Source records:
======

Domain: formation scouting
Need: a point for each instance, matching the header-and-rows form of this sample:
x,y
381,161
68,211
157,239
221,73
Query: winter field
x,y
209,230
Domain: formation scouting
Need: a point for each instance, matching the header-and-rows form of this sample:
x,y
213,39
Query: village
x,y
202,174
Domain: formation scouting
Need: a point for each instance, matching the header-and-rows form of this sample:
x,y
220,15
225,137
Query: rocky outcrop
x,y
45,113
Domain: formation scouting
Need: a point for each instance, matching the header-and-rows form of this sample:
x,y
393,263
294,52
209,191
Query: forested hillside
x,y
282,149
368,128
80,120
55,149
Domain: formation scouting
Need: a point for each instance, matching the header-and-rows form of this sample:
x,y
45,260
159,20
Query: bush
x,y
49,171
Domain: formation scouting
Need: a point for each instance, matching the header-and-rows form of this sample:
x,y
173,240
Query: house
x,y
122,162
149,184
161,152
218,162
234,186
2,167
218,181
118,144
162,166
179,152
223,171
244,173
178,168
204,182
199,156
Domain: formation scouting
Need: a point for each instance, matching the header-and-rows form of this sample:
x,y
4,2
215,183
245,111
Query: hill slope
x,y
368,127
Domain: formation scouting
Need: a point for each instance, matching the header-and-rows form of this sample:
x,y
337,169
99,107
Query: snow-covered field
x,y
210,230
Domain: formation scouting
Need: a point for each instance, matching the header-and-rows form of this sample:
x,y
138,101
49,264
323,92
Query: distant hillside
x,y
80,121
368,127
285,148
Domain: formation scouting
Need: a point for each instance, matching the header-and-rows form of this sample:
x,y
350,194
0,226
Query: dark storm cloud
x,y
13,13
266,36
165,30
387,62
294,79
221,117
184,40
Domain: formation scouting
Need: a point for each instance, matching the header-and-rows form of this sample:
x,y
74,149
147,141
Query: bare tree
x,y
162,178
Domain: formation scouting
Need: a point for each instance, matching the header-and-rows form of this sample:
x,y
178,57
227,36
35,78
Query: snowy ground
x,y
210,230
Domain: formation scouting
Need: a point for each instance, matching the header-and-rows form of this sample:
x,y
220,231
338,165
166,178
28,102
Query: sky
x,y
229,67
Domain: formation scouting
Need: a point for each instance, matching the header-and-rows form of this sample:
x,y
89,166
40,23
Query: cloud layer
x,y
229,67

======

→ What this task involves: Set down each entry again, unchanged.

→ The response:
Domain: formation scouting
Need: a point for each instance, matching the header-and-rows form of this sample:
x,y
381,161
68,211
157,239
221,73
Query: winter field
x,y
209,230
Domain: formation scouting
Need: a point for each instance, matching the header-and-rows form of this sample:
x,y
213,39
Query: village
x,y
202,174
Domain: formation scouting
Need: a point for each instance, matching the header-and-rows form of this sample:
x,y
220,15
225,137
Query: rocky outcrop
x,y
45,113
Domain: formation scouting
Need: a point for each instance, matching the header-and-rows form of this sample:
x,y
393,263
294,52
209,191
Query: forested hillside
x,y
282,149
368,128
80,120
55,149
Domain: formation scouting
Need: a point for each instance, matching the header-and-rows form of this sample:
x,y
45,260
159,20
Query: bush
x,y
49,171
Domain: formation scouting
Need: a point for each instance, matching the header-and-rows form of this sample:
x,y
173,240
Query: house
x,y
122,162
149,184
161,152
218,162
234,186
2,167
218,181
118,144
162,166
179,152
223,171
244,173
178,168
204,182
199,156
Domain: formation scouting
Need: a point for each instance, matching the header-and-rows form of this sample:
x,y
4,2
215,183
245,111
Query: hill slope
x,y
368,127
Domain: formation scouting
Need: a point for each instance, matching the header-and-rows form of this sample:
x,y
337,169
99,107
Query: snow-covered field
x,y
210,230
Domain: formation scouting
Need: a point for each instance, matching the header-and-rows form of this sample:
x,y
138,101
49,264
323,92
Query: distant hillside
x,y
80,121
368,127
285,148
Domain: formation scouting
Need: a point for each instance, matching the header-and-rows form of this sample:
x,y
350,194
0,226
Query: dark storm cloud
x,y
13,13
266,36
165,30
387,62
294,79
221,117
184,40
Domain: formation scouting
Need: a point for each instance, matching the header-and-rows form of this sample:
x,y
74,149
147,141
Query: bare tree
x,y
162,178
Domain: formation scouting
Need: a point for each instance, matching the header-and-rows form of this sample:
x,y
178,57
227,36
35,78
Query: snowy ground
x,y
210,230
Domain: formation scouting
Need: a point for each instance, matching the header-and-rows form of this sample:
x,y
220,231
338,165
166,178
28,102
Query: sky
x,y
229,67
Domain: formation scouting
Need: a point for each instance, matching the header-and-rows form of this sample:
x,y
89,166
40,23
Query: cloud layer
x,y
229,67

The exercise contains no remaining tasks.